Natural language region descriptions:
——————————
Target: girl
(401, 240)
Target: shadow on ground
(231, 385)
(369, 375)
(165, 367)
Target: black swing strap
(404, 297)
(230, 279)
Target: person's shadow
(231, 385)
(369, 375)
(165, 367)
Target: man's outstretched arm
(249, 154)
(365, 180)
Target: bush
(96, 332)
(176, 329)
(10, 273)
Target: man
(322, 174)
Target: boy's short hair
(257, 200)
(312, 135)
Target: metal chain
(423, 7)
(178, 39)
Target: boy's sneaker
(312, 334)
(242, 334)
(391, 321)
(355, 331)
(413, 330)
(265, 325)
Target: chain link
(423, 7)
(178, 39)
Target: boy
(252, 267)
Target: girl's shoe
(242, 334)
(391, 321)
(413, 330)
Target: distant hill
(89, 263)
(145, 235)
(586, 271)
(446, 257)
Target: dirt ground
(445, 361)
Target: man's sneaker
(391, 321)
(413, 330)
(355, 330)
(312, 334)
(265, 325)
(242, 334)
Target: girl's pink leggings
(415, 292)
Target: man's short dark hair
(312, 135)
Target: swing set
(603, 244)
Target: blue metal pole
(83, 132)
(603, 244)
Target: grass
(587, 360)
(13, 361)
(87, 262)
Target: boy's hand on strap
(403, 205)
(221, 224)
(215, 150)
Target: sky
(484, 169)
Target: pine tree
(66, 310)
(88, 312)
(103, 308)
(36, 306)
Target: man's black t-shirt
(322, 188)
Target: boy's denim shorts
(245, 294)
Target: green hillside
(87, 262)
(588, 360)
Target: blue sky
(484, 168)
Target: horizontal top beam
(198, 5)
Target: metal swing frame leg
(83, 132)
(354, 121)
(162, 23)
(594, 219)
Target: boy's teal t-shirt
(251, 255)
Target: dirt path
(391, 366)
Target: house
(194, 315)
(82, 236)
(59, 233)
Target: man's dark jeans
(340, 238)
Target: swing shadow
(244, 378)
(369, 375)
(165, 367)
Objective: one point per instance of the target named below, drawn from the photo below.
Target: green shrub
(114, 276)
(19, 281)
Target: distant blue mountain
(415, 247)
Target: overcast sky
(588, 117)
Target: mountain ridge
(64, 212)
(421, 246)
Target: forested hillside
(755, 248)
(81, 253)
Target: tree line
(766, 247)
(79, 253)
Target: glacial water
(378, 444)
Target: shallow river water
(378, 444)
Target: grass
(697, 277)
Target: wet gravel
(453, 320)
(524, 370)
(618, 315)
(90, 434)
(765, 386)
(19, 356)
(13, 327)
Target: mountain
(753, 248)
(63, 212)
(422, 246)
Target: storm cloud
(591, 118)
——————————
YOUR INSTRUCTIONS: An exact copy of all the entries is the required answer.

EXPECTED ANSWER:
Target: girl
(401, 240)
Target: shadow on ground
(231, 385)
(369, 375)
(165, 367)
Target: black swing strap
(404, 297)
(230, 279)
Target: person's shadow
(231, 385)
(369, 375)
(165, 367)
Target: man's outstretched arm
(249, 154)
(365, 180)
Target: bush
(96, 332)
(176, 329)
(10, 273)
Target: man
(322, 174)
Target: boy's short hair
(257, 200)
(312, 135)
Target: metal chain
(423, 7)
(178, 39)
Target: boy's sneaker
(312, 334)
(242, 334)
(391, 321)
(355, 331)
(413, 330)
(265, 325)
Target: chain link
(423, 7)
(178, 39)
Target: boy
(252, 267)
Target: girl's shoe
(242, 334)
(391, 321)
(413, 330)
Target: distant hill
(89, 263)
(145, 235)
(586, 271)
(446, 257)
Target: dirt ground
(445, 361)
Target: man's sneaker
(391, 321)
(413, 330)
(355, 330)
(312, 334)
(265, 325)
(242, 334)
Target: girl's pink leggings
(415, 292)
Target: man's short dark hair
(312, 135)
Target: swing set
(603, 244)
Target: blue metal pole
(83, 132)
(603, 244)
Target: grass
(587, 360)
(13, 361)
(87, 262)
Target: boy's hand on strap
(403, 205)
(221, 224)
(215, 150)
Target: sky
(484, 169)
Target: pine tree
(66, 310)
(88, 312)
(103, 308)
(36, 306)
Target: man's black t-shirt
(322, 188)
Target: boy's denim shorts
(245, 294)
Target: green hillside
(87, 262)
(588, 360)
Target: blue sky
(484, 168)
Target: horizontal top beam
(198, 5)
Target: metal swing frame leg
(83, 132)
(354, 121)
(162, 23)
(594, 219)
Target: boy's teal t-shirt
(251, 255)
Target: dirt path
(391, 366)
Target: house
(194, 315)
(82, 236)
(59, 233)
Target: man's dark jeans
(340, 238)
Target: swing shadow
(244, 378)
(369, 375)
(165, 367)
Objective: one point per instance of the target named below, drawn from the photo below.
Target: green shrub
(114, 276)
(19, 281)
Target: distant blue mountain
(415, 247)
Target: overcast sky
(588, 117)
Target: mountain ridge
(64, 212)
(421, 246)
Target: forested hillside
(755, 248)
(81, 253)
Target: tree line
(766, 247)
(79, 253)
Target: glacial water
(378, 444)
Target: shallow river water
(378, 444)
Target: grass
(697, 277)
Target: wet gravel
(453, 320)
(524, 370)
(618, 315)
(90, 434)
(765, 386)
(19, 356)
(13, 327)
Target: mountain
(753, 248)
(63, 212)
(422, 246)
Target: storm cloud
(591, 118)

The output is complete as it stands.